INFORMATION PROVIDED below:

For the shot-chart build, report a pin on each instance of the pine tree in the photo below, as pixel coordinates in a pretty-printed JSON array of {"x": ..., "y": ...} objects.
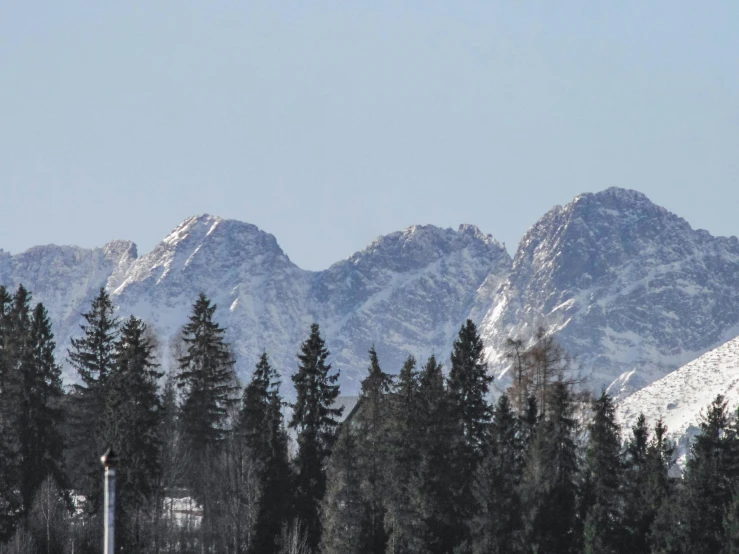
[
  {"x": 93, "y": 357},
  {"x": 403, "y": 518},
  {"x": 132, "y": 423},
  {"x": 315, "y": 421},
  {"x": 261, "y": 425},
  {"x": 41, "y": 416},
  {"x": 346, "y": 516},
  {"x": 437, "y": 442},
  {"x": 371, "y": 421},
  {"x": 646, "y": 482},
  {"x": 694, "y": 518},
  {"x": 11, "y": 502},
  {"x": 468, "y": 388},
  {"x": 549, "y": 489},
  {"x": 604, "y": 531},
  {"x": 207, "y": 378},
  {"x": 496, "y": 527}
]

End of INFORMATION PROVIDED.
INFORMATION PROVIDED below:

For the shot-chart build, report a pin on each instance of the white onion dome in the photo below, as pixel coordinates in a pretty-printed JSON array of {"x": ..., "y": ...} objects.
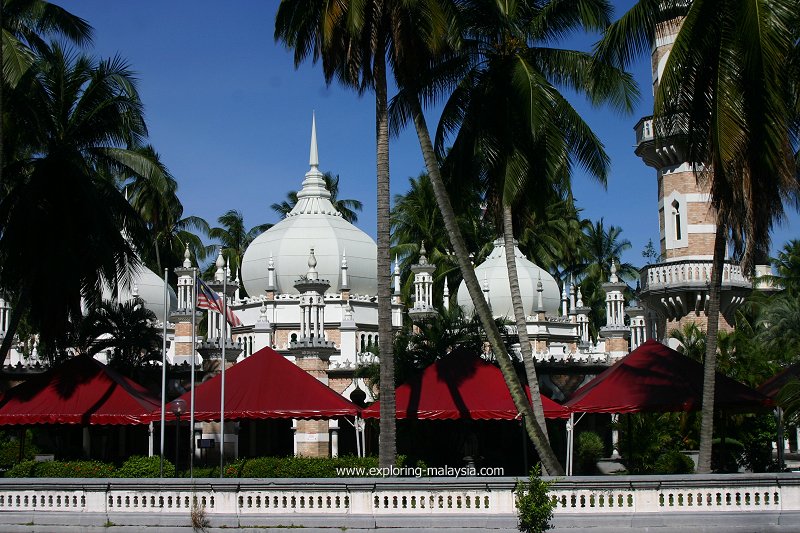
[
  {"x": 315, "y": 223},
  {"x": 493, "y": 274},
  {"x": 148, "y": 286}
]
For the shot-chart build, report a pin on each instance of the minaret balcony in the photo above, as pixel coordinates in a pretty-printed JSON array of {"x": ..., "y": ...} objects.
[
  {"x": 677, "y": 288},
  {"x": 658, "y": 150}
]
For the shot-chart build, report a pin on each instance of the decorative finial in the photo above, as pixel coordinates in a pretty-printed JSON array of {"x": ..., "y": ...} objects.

End of INFORMATION PROVIDED.

# [BRIEF]
In the records above, the line with "of the minaret" marks the start and the line with "of the decorative" marks the end; copy that stretch exactly, both lines included, and nothing else.

# [EXERCISE OUTPUT]
For the shot-chart build, report a pin on each instance of the minaret balcony in the photo above, as pixel coordinates in a pretty-printed JSON array of {"x": ..., "y": ...} objects.
[
  {"x": 677, "y": 288},
  {"x": 658, "y": 150}
]
For the shot-chart build, report a pin on each instance of the decorative finial in the photo above, as pixel coordinates in a pretty-printed JSON array of {"x": ..., "y": ...} objects.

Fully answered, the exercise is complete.